**Tasks to perform**:
1/ Swap "Supermarkets" for "Grocery stores" in the passage on innovation and rent-seeking. Give the part from "Supermarkets are full" up to and including "something truly innovatory." with that change.
2/ Please extend the passage on innovation and rent-seeking, picking up after its final sentence.

The desirability of some of these technologies is contested, but their spread has not been inhibited on social or ethical grounds. So what stops their development? Excessive government regulation and high taxes, stifling animal spirits among innovators and entrepreneurs, are commonly blamed. I see it differently. Invention and development of genuinely new, beneficial products are being stifled, as in the pharmaceutical industry, by big, established companies, not government. Just as drug companies tweak existing products, and deploy large marketing budgets to present them as new, so do other companies tweak and sometimes incrementally improve technologies that were familiar to our grandparents.
Supermarkets are full of things that claim to be "new and improved". Technologists tweak vegetables and fruits to make them last longer, look better and travel more easily, without regard to flavour. Bankers develop new trading "products" that, however you cut it, are still about borrowing and lending. We have digital radio and high-definition TV, though not everybody thinks either improves on what existed before. For many companies, skilful marketing of products that aren't significantly different from what preceded them has replaced innovation. It's cheaper and less risky to convince customers that something is ground-breaking, even when it isn't, than develop something truly innovatory.
In short, rent-seeking is now far more lucrative than innovation that delivers social benefits. The big rewards go to directors and executives of large companies – and financial traders, the ultimate rent-seekers who impose an unproductive tax on invention, investment and hard work across the world. Like the inventors of lasers and transistors, Alan Turing – without whom the modern computer wouldn't exist – and Tim Berners-Lee, inventor of the worldwide web, did not become rich. Bill Gates and the late Steve Jobs did.

Natural-language object grounding data

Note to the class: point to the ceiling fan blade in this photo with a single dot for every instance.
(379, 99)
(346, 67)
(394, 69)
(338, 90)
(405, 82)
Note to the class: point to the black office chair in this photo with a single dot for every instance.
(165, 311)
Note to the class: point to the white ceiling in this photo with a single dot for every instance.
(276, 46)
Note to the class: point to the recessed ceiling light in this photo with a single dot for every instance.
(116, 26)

**Task results**:
1/
Grocery stores are full of things that claim to be "new and improved". Technologists tweak vegetables and fruits to make them last longer, look better and travel more easily, without regard to flavour. Bankers develop new trading "products" that, however you cut it, are still about borrowing and lending. We have digital radio and high-definition TV, though not everybody thinks either improves on what existed before. For many companies, skilful marketing of products that aren't significantly different from what preceded them has replaced innovation. It's cheaper and less risky to convince customers that something is ground-breaking, even when it isn't, than develop something truly innovatory.

2/
Gates and Jobs recognised the possibilities of what others invented, risked money to develop them, and through marketing and design made them accessible to millions. Nobody suggests they should go unrewarded. But as Joseph Stiglitz points out in The Price of Inequality, Microsoft "did not develop the first widely used word processor, the first spreadsheet, the first browser, the first media player, or the first dominant search engine". Gates became rich because he established a near-monopoly in PC operating systems. When innovations such as the web browser appeared, he saw off their initial developers and other potential competitors by launching his own versions at below-cost prices or none at all.
Innovation always entails risk. But the bar is set higher because those who innovate or support innovation must overcome the entrenched interests of monopolistic rent-seekers, who usually have the ear of governments and regulators. Knowing this, many scientists and mathematicians put their innovatory talents at the well-rewarded service of financial companies rather than struggle in research labs. Light and Lexchin argue for better regulation of the drugs industry. We need better regulation of rent-seekers across the board if the British and US economies are to be steered towards creating genuinely new, marketable technologies that are both job-creating and socially beneficial.